- Instructions for the task: Exact copies of all the records are the expected output.
Records provided START
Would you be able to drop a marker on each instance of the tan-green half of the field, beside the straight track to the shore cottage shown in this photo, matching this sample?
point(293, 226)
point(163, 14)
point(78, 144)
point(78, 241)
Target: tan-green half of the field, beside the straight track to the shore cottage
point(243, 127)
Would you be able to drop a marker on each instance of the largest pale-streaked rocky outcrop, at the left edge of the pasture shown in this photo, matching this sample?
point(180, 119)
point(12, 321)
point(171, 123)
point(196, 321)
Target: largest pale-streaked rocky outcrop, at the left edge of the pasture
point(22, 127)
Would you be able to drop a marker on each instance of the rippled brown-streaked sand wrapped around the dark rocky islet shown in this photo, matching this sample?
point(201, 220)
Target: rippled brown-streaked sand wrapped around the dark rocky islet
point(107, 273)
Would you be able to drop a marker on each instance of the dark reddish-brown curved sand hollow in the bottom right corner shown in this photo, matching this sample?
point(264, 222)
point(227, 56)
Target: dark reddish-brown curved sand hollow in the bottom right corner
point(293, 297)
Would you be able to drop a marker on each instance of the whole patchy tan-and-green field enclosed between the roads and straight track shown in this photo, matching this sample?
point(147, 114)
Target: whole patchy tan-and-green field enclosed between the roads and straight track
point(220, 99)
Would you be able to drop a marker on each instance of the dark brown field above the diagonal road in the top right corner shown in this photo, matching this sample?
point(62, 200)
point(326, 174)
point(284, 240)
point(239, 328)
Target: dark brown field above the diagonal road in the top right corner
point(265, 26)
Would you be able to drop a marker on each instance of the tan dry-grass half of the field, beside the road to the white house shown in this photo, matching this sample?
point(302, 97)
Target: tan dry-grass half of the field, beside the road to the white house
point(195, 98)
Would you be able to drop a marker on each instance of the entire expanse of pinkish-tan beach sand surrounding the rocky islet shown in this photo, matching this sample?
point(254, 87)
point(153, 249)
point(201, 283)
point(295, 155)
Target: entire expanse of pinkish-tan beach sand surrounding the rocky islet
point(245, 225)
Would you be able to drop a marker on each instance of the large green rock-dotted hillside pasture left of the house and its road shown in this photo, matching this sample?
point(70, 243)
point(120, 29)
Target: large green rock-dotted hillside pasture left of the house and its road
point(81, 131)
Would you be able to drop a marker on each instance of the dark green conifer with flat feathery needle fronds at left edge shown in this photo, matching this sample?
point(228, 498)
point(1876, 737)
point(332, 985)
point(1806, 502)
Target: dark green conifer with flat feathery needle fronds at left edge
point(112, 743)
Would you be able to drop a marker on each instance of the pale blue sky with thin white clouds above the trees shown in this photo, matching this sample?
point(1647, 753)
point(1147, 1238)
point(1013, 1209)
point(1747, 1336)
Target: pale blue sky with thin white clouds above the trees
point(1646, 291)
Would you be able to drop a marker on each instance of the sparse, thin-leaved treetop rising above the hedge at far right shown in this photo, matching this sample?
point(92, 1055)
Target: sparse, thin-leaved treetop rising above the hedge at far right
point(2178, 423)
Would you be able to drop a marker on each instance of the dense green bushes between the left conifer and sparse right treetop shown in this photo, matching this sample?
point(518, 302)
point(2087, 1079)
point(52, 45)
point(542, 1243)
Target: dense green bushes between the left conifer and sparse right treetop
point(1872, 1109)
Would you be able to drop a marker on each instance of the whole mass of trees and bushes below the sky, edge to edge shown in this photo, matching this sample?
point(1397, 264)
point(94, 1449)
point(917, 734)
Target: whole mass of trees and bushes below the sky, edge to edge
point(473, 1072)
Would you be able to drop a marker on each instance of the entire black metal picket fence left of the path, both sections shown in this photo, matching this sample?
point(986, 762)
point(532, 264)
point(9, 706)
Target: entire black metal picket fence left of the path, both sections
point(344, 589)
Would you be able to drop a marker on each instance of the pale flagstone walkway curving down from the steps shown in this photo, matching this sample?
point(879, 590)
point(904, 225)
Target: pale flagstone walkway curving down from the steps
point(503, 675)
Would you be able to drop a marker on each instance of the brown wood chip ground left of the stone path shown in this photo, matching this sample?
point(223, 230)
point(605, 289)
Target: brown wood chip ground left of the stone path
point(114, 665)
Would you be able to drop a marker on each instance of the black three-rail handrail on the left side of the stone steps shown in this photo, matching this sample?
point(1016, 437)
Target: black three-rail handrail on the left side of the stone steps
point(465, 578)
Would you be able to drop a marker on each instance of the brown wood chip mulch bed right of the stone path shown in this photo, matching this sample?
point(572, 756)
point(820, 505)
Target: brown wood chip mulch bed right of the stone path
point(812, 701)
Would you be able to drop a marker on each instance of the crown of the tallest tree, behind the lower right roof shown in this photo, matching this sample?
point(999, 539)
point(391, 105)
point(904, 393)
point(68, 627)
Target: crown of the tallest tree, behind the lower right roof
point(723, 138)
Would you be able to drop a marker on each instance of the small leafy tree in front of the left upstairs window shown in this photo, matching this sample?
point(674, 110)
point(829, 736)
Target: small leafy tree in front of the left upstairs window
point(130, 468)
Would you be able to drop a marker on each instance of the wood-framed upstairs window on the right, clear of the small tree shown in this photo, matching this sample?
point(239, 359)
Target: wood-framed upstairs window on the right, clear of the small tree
Records provided END
- Response box:
Would you be able to drop a marker on each instance of the tan-green half of the field, beside the straight track to the shore cottage shown in this photo, matching this sample?
point(293, 226)
point(163, 14)
point(78, 144)
point(78, 241)
Target: tan-green half of the field, beside the straight track to the shore cottage
point(243, 127)
Would you be able to drop a marker on each instance of the largest pale-streaked rocky outcrop, at the left edge of the pasture shown in this photo, matching this sample?
point(180, 119)
point(12, 321)
point(171, 123)
point(196, 321)
Target: largest pale-streaked rocky outcrop, at the left edge of the pasture
point(22, 127)
Would you be able to drop a marker on each instance of the rippled brown-streaked sand wrapped around the dark rocky islet shown in this photo, matching this sample?
point(201, 220)
Target: rippled brown-streaked sand wrapped around the dark rocky islet
point(107, 273)
Would you be able to drop a marker on each instance of the dark reddish-brown curved sand hollow in the bottom right corner shown in this photo, matching this sample?
point(264, 222)
point(227, 56)
Target: dark reddish-brown curved sand hollow in the bottom right corner
point(293, 297)
Would you be able to drop a marker on each instance of the whole patchy tan-and-green field enclosed between the roads and straight track shown in this photo, matching this sample?
point(147, 114)
Target: whole patchy tan-and-green field enclosed between the roads and straight track
point(220, 99)
Would you be able to drop a marker on each instance of the dark brown field above the diagonal road in the top right corner shown in this photo, matching this sample?
point(62, 200)
point(326, 174)
point(284, 240)
point(239, 328)
Target: dark brown field above the diagonal road in the top right corner
point(265, 26)
Would you be able to drop a marker on each instance of the tan dry-grass half of the field, beside the road to the white house shown in this photo, matching this sample?
point(302, 97)
Target: tan dry-grass half of the field, beside the road to the white house
point(195, 98)
Would you be able to drop a marker on each instance of the entire expanse of pinkish-tan beach sand surrounding the rocky islet shown in this photo, matching this sample?
point(254, 87)
point(153, 249)
point(201, 283)
point(295, 155)
Target: entire expanse of pinkish-tan beach sand surrounding the rocky islet
point(245, 225)
Would you be able to drop a marker on each instance of the large green rock-dotted hillside pasture left of the house and its road shown in this photo, matching this sample?
point(70, 243)
point(120, 29)
Target: large green rock-dotted hillside pasture left of the house and its road
point(81, 131)
Would you be able to drop a marker on each instance of the dark green conifer with flat feathery needle fronds at left edge shown in this photo, matching this sample?
point(228, 498)
point(1876, 737)
point(332, 985)
point(1806, 502)
Target: dark green conifer with flat feathery needle fronds at left edge
point(112, 743)
Would you be able to drop a marker on each instance of the pale blue sky with thin white clouds above the trees shown in this photo, matching this sample?
point(1647, 753)
point(1147, 1238)
point(1013, 1209)
point(1747, 1336)
Target: pale blue sky with thin white clouds above the trees
point(1646, 291)
Would you be able to drop a marker on each instance of the sparse, thin-leaved treetop rising above the hedge at far right shown in this photo, matching this sample?
point(92, 1055)
Target: sparse, thin-leaved treetop rising above the hedge at far right
point(2178, 423)
Would you be able to drop a marker on each instance of the dense green bushes between the left conifer and sparse right treetop shown in this photo, matching this sample?
point(518, 302)
point(2087, 1079)
point(52, 45)
point(542, 1243)
Target: dense green bushes between the left conifer and sparse right treetop
point(1872, 1109)
Would you be able to drop a marker on each instance of the whole mass of trees and bushes below the sky, edge to edge shown in this photo, matching this sample?
point(1397, 264)
point(94, 1449)
point(917, 734)
Target: whole mass of trees and bushes below the sky, edge to edge
point(473, 1072)
Would you be able to drop a marker on each instance of the entire black metal picket fence left of the path, both sections shown in this photo, matching this sample?
point(986, 762)
point(532, 264)
point(9, 706)
Target: entire black metal picket fence left of the path, both sections
point(344, 589)
Would you be able to drop a marker on each instance of the pale flagstone walkway curving down from the steps shown in this photo, matching this sample?
point(879, 590)
point(904, 225)
Target: pale flagstone walkway curving down from the steps
point(503, 675)
Would you be able to drop a marker on each instance of the brown wood chip ground left of the stone path shown in this photo, matching this sample?
point(223, 230)
point(605, 289)
Target: brown wood chip ground left of the stone path
point(114, 665)
Would you be able to drop a marker on each instance of the black three-rail handrail on the left side of the stone steps shown in this photo, matching this sample?
point(1016, 437)
Target: black three-rail handrail on the left side of the stone steps
point(465, 578)
Would you be able to drop a marker on each instance of the brown wood chip mulch bed right of the stone path shown in this photo, matching this sample?
point(572, 756)
point(820, 505)
Target: brown wood chip mulch bed right of the stone path
point(812, 701)
Would you be able to drop a marker on each instance of the crown of the tallest tree, behind the lower right roof shown in this photo, matching this sample?
point(999, 539)
point(391, 105)
point(904, 393)
point(68, 627)
Target: crown of the tallest tree, behind the lower right roof
point(723, 138)
Would you be able to drop a marker on each instance of the small leafy tree in front of the left upstairs window shown in this photo, matching this sample?
point(674, 110)
point(829, 736)
Target: small leafy tree in front of the left upstairs window
point(130, 468)
Would you be able to drop a marker on each instance of the wood-framed upstairs window on the right, clear of the small tree shown in this photo, matching this sample?
point(239, 359)
Target: wood-framed upstairs window on the right, clear of the small tree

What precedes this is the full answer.